* [What is required] All of the entries need to be copied character for character.

* [Data shown]
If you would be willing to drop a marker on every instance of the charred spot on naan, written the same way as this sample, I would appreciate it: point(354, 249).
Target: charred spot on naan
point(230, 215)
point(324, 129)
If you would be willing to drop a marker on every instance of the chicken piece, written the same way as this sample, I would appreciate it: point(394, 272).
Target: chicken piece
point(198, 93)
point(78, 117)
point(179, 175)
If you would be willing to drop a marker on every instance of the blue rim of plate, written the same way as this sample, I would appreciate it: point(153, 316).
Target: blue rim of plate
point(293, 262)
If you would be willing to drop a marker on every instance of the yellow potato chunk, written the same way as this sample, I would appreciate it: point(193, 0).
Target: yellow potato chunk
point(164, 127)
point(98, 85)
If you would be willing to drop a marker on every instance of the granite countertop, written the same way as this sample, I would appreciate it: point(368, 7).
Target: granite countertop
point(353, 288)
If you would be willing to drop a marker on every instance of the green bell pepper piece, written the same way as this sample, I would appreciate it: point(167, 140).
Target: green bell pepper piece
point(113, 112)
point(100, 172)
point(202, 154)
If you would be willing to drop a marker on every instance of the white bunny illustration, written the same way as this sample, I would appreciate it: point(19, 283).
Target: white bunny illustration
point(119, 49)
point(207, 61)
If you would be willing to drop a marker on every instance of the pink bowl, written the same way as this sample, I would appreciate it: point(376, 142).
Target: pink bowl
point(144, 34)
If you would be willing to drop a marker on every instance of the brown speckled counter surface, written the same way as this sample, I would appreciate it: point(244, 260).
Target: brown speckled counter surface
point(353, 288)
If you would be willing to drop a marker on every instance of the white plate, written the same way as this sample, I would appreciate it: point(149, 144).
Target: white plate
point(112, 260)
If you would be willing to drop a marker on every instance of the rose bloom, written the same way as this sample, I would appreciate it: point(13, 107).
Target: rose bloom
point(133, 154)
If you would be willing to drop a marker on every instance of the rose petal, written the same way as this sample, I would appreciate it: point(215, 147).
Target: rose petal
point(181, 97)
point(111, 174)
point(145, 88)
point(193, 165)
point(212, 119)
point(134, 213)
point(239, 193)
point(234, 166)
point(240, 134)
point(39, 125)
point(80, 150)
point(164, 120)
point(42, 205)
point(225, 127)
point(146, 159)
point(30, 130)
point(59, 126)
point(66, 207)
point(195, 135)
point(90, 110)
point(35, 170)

* [Solution below]
If you would be willing to drop a marker on every instance of the charred spot on naan, written the same way as this sample, I would appreciate it: point(354, 249).
Target: charred spot on naan
point(230, 215)
point(324, 129)
If you would be willing to drop a marker on every instance of the chicken piece, written the same way as this sample, I would appreciate it: point(394, 272).
Target: chicken piece
point(198, 93)
point(78, 117)
point(179, 175)
If you would be willing to drop a marker on every instance of the blue rim of plate, written the same way as this sample, I would appreciate it: point(153, 316).
Target: blue rim of plate
point(293, 262)
If you would be willing to drop a marker on every instance of the yellow potato chunk, written the same way as this sample, I would appreciate it: point(193, 0).
Target: yellow potato chunk
point(164, 127)
point(98, 85)
If you would be willing to drop a marker on every instance of the granite countertop, written the same way as this sample, I would appreciate it: point(368, 7).
Target: granite countertop
point(353, 288)
If you would be willing to drop a marker on every instance of the green bell pepper piece, written the same way as this sample, I would appreciate it: point(167, 140).
Target: green bell pepper piece
point(113, 112)
point(100, 172)
point(202, 154)
If you would be willing to drop a marker on every instance of the white bunny illustration, written the same way as this sample, I would appreciate it: point(19, 283).
Target: white bunny illustration
point(119, 49)
point(207, 61)
If you would be willing to drop a marker on every instance of the pink bowl, written the same way as this sample, I would appreciate it: point(376, 142).
Target: pink bowl
point(144, 34)
If you would be willing to drop a marker on every instance of the brown speckled counter surface, written the same way as this sample, I would appreciate it: point(244, 260).
Target: brown speckled counter surface
point(353, 288)
If you would be willing to drop a marker on every instance of the white plate, written the same way as this sample, I would appreciate it: point(149, 144).
Target: white plate
point(112, 260)
If you would be willing to drop a marker on every instance of the rose bloom, written the same way as this sample, I would appreciate it: point(13, 107).
Target: rose bloom
point(133, 154)
If you would be willing to drop a marker on every instance of the rose petal, written the same way as this sample, I would appreciate it: point(215, 147).
Target: rose petal
point(181, 97)
point(111, 174)
point(145, 88)
point(193, 165)
point(212, 119)
point(134, 213)
point(239, 193)
point(234, 166)
point(240, 134)
point(39, 125)
point(80, 150)
point(164, 120)
point(42, 205)
point(225, 127)
point(146, 159)
point(30, 130)
point(59, 126)
point(66, 207)
point(195, 135)
point(90, 110)
point(35, 170)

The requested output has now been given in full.